* _Exercise requirements_: Only the lines from the one containing "Query: goalkeeper's outstretched arms" to the end of the entries should be written out, each exactly as it stands, both ends included.

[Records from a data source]
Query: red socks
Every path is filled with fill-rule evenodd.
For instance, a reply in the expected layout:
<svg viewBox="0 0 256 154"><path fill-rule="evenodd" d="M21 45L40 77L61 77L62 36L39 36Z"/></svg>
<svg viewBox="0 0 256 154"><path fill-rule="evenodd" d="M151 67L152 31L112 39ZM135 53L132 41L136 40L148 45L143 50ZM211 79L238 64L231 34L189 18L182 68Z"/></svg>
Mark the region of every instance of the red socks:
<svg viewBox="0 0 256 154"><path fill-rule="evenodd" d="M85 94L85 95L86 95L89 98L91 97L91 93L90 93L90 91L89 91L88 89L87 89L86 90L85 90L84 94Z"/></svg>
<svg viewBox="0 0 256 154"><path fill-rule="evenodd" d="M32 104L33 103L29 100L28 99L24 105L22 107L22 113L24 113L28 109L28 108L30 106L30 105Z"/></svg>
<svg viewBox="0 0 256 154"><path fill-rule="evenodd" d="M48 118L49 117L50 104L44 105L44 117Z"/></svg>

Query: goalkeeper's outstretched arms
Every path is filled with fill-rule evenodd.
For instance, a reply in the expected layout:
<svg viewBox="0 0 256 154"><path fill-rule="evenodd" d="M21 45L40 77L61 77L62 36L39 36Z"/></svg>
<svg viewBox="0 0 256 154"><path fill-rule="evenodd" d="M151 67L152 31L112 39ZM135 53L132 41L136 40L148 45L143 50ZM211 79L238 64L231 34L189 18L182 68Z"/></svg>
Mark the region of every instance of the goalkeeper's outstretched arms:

* _Finished exercise_:
Query: goalkeeper's outstretched arms
Every path is filled with fill-rule evenodd.
For instance, a reply in the expected layout:
<svg viewBox="0 0 256 154"><path fill-rule="evenodd" d="M21 45L40 77L61 77L62 36L39 36Z"/></svg>
<svg viewBox="0 0 256 154"><path fill-rule="evenodd" d="M151 67L152 31L112 39ZM135 53L132 41L136 40L148 45L143 50ZM211 79L238 64L231 34L189 18L182 68Z"/></svg>
Mark the region of every instance of the goalkeeper's outstretched arms:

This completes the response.